WHAT THE EXERCISE ASKS => Every entry must come back exactly as it was given.

DATA FOR REVIEW =>
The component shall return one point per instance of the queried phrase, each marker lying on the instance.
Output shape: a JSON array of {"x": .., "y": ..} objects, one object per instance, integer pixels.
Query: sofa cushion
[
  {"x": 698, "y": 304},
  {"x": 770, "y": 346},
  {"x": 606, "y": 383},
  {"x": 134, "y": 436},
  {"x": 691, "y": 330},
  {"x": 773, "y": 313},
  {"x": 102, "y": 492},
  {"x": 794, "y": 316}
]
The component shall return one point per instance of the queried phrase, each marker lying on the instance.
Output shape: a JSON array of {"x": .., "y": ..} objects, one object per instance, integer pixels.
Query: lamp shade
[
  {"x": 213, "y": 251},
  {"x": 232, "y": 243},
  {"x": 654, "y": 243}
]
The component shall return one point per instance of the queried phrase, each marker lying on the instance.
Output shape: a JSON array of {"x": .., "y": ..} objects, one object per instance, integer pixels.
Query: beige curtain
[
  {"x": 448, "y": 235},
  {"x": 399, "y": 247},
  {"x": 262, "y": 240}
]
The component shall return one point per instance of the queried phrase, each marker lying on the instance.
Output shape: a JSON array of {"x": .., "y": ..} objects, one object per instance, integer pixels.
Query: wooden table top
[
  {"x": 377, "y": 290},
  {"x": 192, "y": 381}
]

OUTPUT FOR THIS TASK =>
The component shall return one point per instance of the queried phrase, each marker lying on the instance.
Output shape: a JSON array of {"x": .., "y": ..} objects, one object per instance, integer pixels.
Query: sofa cushion
[
  {"x": 698, "y": 304},
  {"x": 770, "y": 346},
  {"x": 606, "y": 383},
  {"x": 134, "y": 436},
  {"x": 691, "y": 330},
  {"x": 773, "y": 313},
  {"x": 102, "y": 492},
  {"x": 794, "y": 316}
]
The component shall return one point per instance of the queried phrase, each marker lying on the instance.
Output shape: a JSON array of {"x": .., "y": ..} objects, one object per instance, integer pixels.
Query: lamp shade
[
  {"x": 213, "y": 251},
  {"x": 232, "y": 243},
  {"x": 654, "y": 243}
]
The component shall return one point per instance of the queried phrase, each marker lying on the instance.
Output shape: a JSON array of {"x": .., "y": ..} objects, one object per instance, integer pixels.
Query: beige curtain
[
  {"x": 448, "y": 235},
  {"x": 399, "y": 247},
  {"x": 262, "y": 240}
]
The component shall return one point per instance of the queried phrase, each marker lying on the instance.
Output shape: a JSON array of {"x": .., "y": ..} objects, one object per instance, integer pixels.
Query: wooden table top
[
  {"x": 377, "y": 290},
  {"x": 192, "y": 381}
]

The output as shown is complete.